(Entries taken from a collection)
+++++

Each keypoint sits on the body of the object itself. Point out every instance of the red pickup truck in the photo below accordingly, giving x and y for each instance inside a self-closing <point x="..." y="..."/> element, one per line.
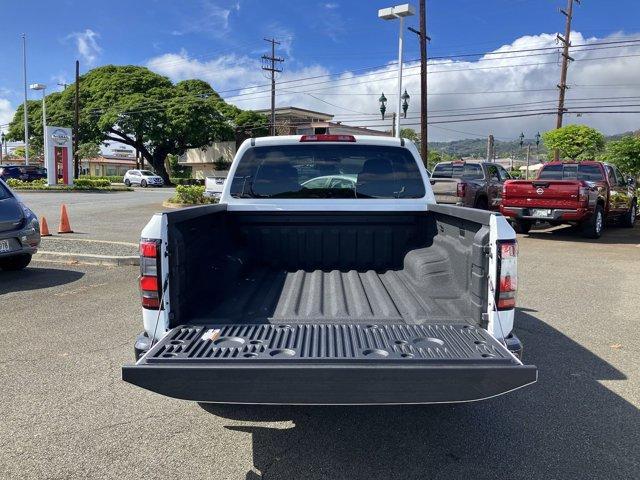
<point x="588" y="194"/>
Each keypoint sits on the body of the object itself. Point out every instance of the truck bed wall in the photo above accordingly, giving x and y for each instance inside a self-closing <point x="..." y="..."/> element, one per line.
<point x="215" y="253"/>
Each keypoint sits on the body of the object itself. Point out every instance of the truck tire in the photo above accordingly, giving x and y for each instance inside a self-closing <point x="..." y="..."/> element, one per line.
<point x="18" y="262"/>
<point x="629" y="218"/>
<point x="594" y="226"/>
<point x="522" y="226"/>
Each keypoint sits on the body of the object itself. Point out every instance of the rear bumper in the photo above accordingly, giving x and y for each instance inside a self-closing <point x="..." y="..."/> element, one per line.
<point x="330" y="364"/>
<point x="557" y="214"/>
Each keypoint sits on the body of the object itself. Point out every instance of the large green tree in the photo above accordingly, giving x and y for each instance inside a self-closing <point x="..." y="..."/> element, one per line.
<point x="575" y="142"/>
<point x="625" y="153"/>
<point x="137" y="107"/>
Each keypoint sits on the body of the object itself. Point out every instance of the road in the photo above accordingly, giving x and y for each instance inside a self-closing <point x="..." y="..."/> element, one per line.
<point x="67" y="414"/>
<point x="122" y="219"/>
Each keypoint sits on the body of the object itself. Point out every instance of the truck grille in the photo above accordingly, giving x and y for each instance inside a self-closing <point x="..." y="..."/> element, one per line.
<point x="327" y="342"/>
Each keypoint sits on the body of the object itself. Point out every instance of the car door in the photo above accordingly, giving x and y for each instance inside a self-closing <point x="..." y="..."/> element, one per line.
<point x="494" y="186"/>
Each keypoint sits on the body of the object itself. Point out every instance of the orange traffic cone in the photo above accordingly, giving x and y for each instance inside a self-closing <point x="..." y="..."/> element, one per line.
<point x="44" y="228"/>
<point x="64" y="226"/>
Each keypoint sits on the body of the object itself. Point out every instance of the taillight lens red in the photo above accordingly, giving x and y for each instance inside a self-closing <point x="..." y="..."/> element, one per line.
<point x="149" y="266"/>
<point x="508" y="271"/>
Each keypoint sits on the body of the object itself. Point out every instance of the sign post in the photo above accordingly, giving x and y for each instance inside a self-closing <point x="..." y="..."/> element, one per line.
<point x="58" y="156"/>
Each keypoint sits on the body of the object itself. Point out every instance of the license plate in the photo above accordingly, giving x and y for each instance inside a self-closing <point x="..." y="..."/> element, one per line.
<point x="540" y="212"/>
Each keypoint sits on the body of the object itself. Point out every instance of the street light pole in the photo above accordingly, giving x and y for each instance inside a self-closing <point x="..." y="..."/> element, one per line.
<point x="391" y="13"/>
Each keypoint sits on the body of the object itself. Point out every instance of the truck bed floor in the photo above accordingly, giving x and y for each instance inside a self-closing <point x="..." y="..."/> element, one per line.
<point x="275" y="296"/>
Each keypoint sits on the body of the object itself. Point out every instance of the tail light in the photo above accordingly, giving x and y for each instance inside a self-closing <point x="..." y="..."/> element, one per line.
<point x="583" y="195"/>
<point x="507" y="274"/>
<point x="149" y="273"/>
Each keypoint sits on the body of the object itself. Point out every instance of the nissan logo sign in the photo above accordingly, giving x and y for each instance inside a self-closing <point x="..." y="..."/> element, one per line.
<point x="60" y="137"/>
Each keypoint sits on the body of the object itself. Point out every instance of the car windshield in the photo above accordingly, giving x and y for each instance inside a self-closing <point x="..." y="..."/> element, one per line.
<point x="327" y="171"/>
<point x="589" y="173"/>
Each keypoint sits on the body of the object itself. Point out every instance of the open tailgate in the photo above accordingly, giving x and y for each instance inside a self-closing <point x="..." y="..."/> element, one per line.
<point x="329" y="364"/>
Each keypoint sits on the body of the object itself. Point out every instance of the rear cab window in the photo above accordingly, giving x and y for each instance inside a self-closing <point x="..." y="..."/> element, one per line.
<point x="589" y="173"/>
<point x="327" y="171"/>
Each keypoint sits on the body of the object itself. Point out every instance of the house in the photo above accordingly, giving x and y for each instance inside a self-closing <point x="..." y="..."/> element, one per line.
<point x="289" y="121"/>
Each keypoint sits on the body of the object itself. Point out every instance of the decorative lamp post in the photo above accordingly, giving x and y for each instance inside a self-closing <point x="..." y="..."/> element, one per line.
<point x="405" y="102"/>
<point x="383" y="104"/>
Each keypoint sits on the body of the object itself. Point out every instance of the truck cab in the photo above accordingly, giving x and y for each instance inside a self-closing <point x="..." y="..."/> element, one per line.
<point x="291" y="291"/>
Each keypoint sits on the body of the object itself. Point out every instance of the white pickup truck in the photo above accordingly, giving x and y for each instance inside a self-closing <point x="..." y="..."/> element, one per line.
<point x="298" y="289"/>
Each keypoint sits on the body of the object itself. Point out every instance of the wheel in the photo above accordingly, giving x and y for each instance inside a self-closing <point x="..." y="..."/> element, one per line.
<point x="629" y="218"/>
<point x="522" y="226"/>
<point x="594" y="226"/>
<point x="481" y="204"/>
<point x="18" y="262"/>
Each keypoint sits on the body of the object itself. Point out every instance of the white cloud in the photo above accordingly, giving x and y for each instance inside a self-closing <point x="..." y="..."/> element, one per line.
<point x="87" y="45"/>
<point x="521" y="78"/>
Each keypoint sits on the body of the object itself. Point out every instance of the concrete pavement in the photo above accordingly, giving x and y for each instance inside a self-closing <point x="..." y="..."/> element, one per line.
<point x="67" y="414"/>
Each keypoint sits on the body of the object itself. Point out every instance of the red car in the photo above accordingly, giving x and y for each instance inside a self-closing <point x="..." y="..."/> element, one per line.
<point x="588" y="194"/>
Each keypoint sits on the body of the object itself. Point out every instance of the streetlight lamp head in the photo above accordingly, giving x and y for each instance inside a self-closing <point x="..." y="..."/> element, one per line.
<point x="390" y="13"/>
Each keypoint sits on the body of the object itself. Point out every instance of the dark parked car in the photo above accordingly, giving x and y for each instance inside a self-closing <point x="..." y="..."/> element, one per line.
<point x="469" y="184"/>
<point x="19" y="231"/>
<point x="26" y="173"/>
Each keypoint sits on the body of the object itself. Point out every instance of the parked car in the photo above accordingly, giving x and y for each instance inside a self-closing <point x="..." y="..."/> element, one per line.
<point x="281" y="294"/>
<point x="143" y="178"/>
<point x="588" y="194"/>
<point x="26" y="173"/>
<point x="19" y="231"/>
<point x="213" y="186"/>
<point x="469" y="184"/>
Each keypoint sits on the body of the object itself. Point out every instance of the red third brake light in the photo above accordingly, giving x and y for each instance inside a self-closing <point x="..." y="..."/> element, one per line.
<point x="327" y="138"/>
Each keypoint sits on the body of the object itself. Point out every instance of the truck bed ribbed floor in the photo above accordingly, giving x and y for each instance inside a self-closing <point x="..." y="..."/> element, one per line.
<point x="273" y="296"/>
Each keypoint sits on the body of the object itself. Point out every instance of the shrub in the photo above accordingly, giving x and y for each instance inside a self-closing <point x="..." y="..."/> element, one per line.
<point x="190" y="194"/>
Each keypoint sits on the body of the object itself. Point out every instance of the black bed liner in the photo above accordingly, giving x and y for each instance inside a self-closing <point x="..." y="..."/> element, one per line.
<point x="329" y="364"/>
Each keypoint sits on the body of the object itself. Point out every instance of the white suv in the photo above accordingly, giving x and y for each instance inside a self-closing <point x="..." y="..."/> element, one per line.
<point x="143" y="178"/>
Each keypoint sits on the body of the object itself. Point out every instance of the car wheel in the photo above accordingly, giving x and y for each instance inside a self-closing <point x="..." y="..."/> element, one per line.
<point x="593" y="228"/>
<point x="481" y="204"/>
<point x="18" y="262"/>
<point x="630" y="218"/>
<point x="522" y="226"/>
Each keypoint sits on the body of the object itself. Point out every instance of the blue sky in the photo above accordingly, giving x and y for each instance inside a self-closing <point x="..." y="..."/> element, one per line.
<point x="222" y="41"/>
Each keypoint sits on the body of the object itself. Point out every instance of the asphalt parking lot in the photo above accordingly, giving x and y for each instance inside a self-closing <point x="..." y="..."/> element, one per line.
<point x="67" y="414"/>
<point x="117" y="216"/>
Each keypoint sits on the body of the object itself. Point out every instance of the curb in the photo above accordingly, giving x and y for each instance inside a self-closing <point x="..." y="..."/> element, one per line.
<point x="87" y="259"/>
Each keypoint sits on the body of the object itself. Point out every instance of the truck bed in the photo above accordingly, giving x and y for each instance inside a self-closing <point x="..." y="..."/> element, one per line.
<point x="266" y="295"/>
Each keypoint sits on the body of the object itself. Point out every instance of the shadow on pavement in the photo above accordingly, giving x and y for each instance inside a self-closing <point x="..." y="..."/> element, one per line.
<point x="35" y="278"/>
<point x="612" y="234"/>
<point x="566" y="426"/>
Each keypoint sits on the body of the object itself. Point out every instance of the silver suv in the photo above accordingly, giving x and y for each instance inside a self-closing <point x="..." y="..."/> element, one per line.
<point x="19" y="231"/>
<point x="143" y="178"/>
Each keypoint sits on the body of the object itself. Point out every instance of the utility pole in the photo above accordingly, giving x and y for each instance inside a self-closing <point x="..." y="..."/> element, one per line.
<point x="76" y="122"/>
<point x="422" y="34"/>
<point x="566" y="41"/>
<point x="269" y="65"/>
<point x="490" y="148"/>
<point x="26" y="111"/>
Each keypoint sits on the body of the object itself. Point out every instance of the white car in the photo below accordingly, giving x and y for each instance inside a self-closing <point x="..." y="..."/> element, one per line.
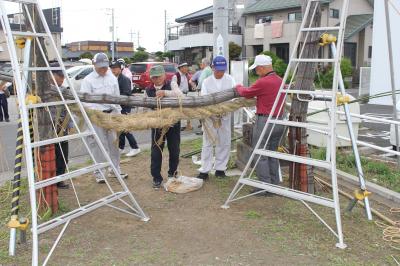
<point x="76" y="74"/>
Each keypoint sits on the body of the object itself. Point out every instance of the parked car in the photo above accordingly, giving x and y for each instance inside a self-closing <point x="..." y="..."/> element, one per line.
<point x="76" y="74"/>
<point x="140" y="73"/>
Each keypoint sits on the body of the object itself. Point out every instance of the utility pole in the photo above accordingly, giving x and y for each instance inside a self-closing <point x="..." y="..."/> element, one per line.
<point x="131" y="33"/>
<point x="113" y="34"/>
<point x="138" y="36"/>
<point x="165" y="30"/>
<point x="221" y="28"/>
<point x="392" y="81"/>
<point x="301" y="175"/>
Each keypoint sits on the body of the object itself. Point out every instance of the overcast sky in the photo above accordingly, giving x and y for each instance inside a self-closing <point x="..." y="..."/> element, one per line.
<point x="88" y="19"/>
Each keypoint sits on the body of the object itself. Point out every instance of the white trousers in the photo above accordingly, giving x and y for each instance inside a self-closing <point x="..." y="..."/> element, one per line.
<point x="109" y="140"/>
<point x="222" y="144"/>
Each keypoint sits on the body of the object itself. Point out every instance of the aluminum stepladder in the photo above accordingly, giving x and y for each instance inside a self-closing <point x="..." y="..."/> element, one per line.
<point x="21" y="84"/>
<point x="330" y="130"/>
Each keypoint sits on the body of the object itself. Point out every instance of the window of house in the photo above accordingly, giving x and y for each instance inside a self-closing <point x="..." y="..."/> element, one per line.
<point x="334" y="13"/>
<point x="294" y="16"/>
<point x="263" y="19"/>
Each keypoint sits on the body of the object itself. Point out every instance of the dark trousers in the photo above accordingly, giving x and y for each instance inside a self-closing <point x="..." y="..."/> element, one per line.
<point x="173" y="137"/>
<point x="131" y="140"/>
<point x="3" y="107"/>
<point x="60" y="163"/>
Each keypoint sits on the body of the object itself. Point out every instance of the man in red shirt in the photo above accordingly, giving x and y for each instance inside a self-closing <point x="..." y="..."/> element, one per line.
<point x="266" y="89"/>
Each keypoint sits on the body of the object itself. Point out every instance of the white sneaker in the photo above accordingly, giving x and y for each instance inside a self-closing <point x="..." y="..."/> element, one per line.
<point x="123" y="175"/>
<point x="100" y="180"/>
<point x="133" y="152"/>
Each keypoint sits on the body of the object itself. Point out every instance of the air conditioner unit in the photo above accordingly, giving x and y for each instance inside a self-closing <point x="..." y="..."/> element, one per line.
<point x="266" y="19"/>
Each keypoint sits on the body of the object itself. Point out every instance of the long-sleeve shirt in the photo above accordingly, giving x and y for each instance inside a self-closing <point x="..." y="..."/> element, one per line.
<point x="266" y="90"/>
<point x="96" y="84"/>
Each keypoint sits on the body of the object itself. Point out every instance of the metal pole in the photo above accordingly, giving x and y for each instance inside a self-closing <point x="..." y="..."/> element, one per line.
<point x="392" y="82"/>
<point x="25" y="128"/>
<point x="113" y="34"/>
<point x="221" y="28"/>
<point x="353" y="139"/>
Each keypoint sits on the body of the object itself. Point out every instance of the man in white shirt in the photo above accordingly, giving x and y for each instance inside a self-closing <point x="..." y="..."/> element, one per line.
<point x="102" y="81"/>
<point x="217" y="129"/>
<point x="160" y="88"/>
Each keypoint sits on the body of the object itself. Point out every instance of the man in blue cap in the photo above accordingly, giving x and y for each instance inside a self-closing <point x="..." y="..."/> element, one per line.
<point x="160" y="88"/>
<point x="217" y="129"/>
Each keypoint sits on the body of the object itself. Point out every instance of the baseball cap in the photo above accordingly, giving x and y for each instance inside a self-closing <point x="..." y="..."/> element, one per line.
<point x="261" y="60"/>
<point x="219" y="63"/>
<point x="182" y="64"/>
<point x="157" y="71"/>
<point x="115" y="64"/>
<point x="100" y="60"/>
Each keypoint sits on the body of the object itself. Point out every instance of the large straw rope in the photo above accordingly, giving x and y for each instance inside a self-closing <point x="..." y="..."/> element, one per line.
<point x="164" y="117"/>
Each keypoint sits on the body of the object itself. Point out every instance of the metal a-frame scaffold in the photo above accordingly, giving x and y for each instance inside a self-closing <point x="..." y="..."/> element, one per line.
<point x="33" y="34"/>
<point x="329" y="130"/>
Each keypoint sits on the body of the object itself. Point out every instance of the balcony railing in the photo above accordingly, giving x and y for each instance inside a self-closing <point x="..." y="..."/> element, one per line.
<point x="205" y="28"/>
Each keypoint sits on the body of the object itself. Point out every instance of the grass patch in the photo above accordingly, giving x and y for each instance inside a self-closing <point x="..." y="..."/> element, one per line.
<point x="378" y="172"/>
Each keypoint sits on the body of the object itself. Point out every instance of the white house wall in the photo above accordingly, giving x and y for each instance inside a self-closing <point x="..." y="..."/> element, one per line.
<point x="380" y="72"/>
<point x="198" y="40"/>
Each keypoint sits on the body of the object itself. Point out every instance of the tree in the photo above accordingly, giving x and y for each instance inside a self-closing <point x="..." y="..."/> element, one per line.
<point x="159" y="55"/>
<point x="140" y="56"/>
<point x="88" y="55"/>
<point x="234" y="51"/>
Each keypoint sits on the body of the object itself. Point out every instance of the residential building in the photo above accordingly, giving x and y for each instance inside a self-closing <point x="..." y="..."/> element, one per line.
<point x="17" y="23"/>
<point x="191" y="38"/>
<point x="261" y="15"/>
<point x="73" y="50"/>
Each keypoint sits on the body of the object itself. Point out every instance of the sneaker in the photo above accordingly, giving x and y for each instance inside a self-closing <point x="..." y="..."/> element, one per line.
<point x="220" y="174"/>
<point x="203" y="176"/>
<point x="100" y="180"/>
<point x="133" y="152"/>
<point x="62" y="185"/>
<point x="111" y="174"/>
<point x="123" y="175"/>
<point x="157" y="184"/>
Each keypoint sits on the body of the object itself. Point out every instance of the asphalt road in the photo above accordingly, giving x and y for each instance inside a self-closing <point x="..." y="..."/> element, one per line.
<point x="373" y="132"/>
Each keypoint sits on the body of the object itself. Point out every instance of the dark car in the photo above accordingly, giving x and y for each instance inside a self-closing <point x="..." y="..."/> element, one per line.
<point x="140" y="73"/>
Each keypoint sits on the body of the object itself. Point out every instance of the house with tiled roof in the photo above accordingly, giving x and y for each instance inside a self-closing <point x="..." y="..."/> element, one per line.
<point x="259" y="16"/>
<point x="191" y="37"/>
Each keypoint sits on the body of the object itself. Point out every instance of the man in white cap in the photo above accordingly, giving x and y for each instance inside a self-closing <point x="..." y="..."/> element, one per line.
<point x="102" y="81"/>
<point x="217" y="129"/>
<point x="265" y="89"/>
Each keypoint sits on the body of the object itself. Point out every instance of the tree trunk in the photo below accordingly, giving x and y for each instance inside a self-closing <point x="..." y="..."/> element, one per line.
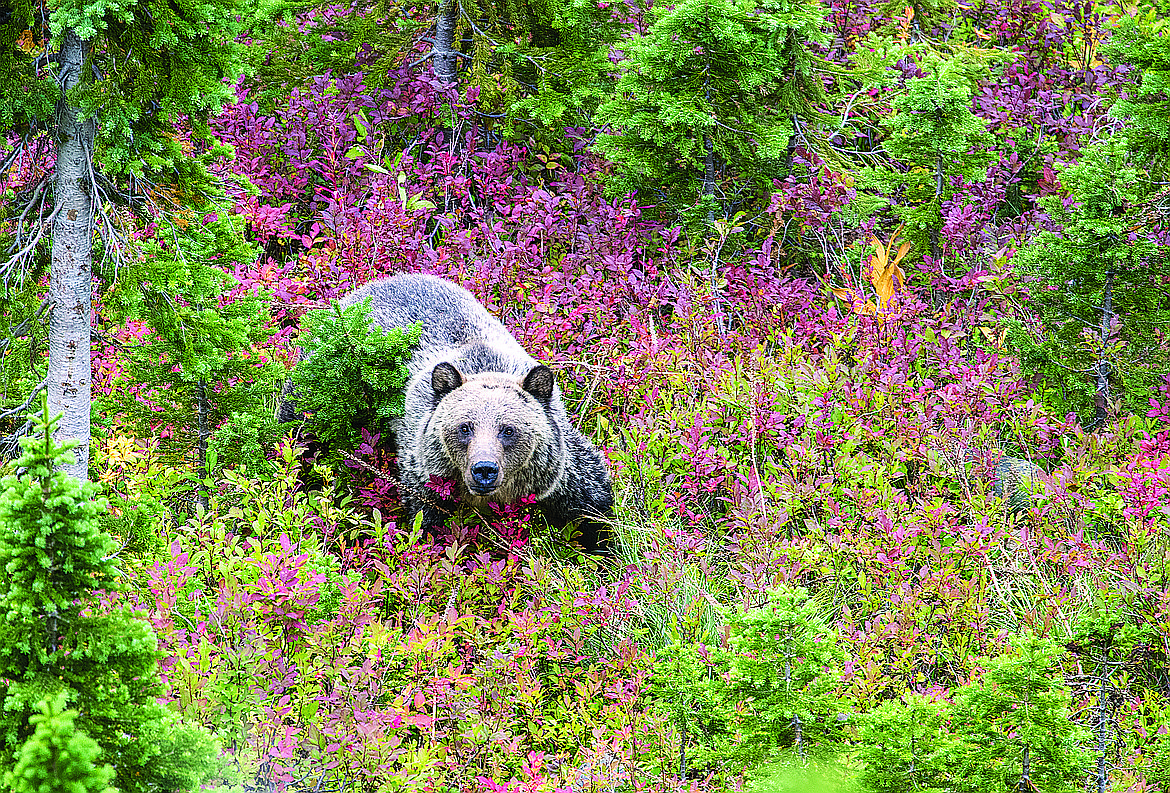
<point x="204" y="434"/>
<point x="1102" y="773"/>
<point x="938" y="197"/>
<point x="709" y="178"/>
<point x="446" y="56"/>
<point x="1101" y="401"/>
<point x="70" y="273"/>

+++++

• What is expected
Starting with the line that holds "the house with", repeat exactly every line through the end of the material above, both ends included, without the pictures.

• Reply to the task
Each keypoint sits on the body of the object itself. Point out every instance of the house with tiled roof in the photo above accordingly, giving x and y for each instance inside a self-closing <point x="..." y="..."/> element, one per line.
<point x="259" y="16"/>
<point x="191" y="37"/>
Each keypoint sits on the body of the object itself. Point out every instance of the man in white cap in the photo above accordingly, giving x and y for each instance inside a self-closing <point x="..." y="..."/> element, one per line.
<point x="102" y="81"/>
<point x="217" y="129"/>
<point x="265" y="89"/>
Each keypoint sits on the body of the object itself. Point out every instance of the tree trunk in the photo below accordingly, giving x and y for each instance inside a self-closing <point x="..." y="..."/> element, one per line.
<point x="204" y="434"/>
<point x="1102" y="773"/>
<point x="938" y="197"/>
<point x="709" y="178"/>
<point x="446" y="56"/>
<point x="1101" y="401"/>
<point x="70" y="273"/>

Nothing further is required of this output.